§ **GOAL OF THE EXERCISE**
Where an entry holds an image, leave the image out; otherwise reproduce the entry exactly.

START DATASET EXCERPTS

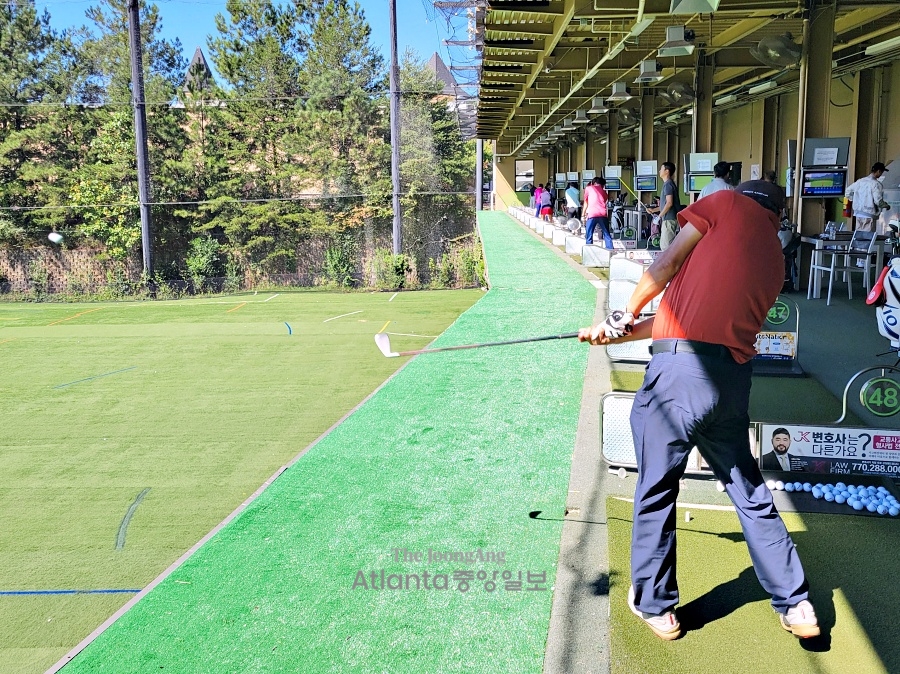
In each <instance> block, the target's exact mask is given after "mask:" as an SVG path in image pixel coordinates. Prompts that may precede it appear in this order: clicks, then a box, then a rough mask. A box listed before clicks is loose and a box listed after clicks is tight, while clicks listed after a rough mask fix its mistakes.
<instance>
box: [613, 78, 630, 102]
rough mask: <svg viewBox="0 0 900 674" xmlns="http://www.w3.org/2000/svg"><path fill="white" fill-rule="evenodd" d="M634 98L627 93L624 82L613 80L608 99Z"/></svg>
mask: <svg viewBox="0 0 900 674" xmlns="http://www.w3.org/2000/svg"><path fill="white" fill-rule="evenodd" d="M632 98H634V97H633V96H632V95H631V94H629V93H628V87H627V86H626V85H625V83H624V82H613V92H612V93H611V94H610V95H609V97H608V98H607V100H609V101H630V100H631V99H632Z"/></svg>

END DATASET EXCERPTS

§ **YOUR SOLUTION**
In each <instance> block, the target's exact mask is given after "mask:" as an SVG path in image pixel coordinates. Prompts that may precede it appear in this order: clicks, then a box, then a rough mask. A box listed before clicks is loose and a box listed after clicks is tight, while clicks listed after a rough mask fix its mistakes.
<instance>
box: [613, 78, 630, 102]
rough mask: <svg viewBox="0 0 900 674" xmlns="http://www.w3.org/2000/svg"><path fill="white" fill-rule="evenodd" d="M634 98L627 93L624 82L613 80L608 99Z"/></svg>
mask: <svg viewBox="0 0 900 674" xmlns="http://www.w3.org/2000/svg"><path fill="white" fill-rule="evenodd" d="M632 98H634V97H633V96H632V95H631V94H629V93H628V87H627V86H626V85H625V83H624V82H613V92H612V93H611V94H610V95H609V97H608V98H607V100H609V101H630V100H631V99H632Z"/></svg>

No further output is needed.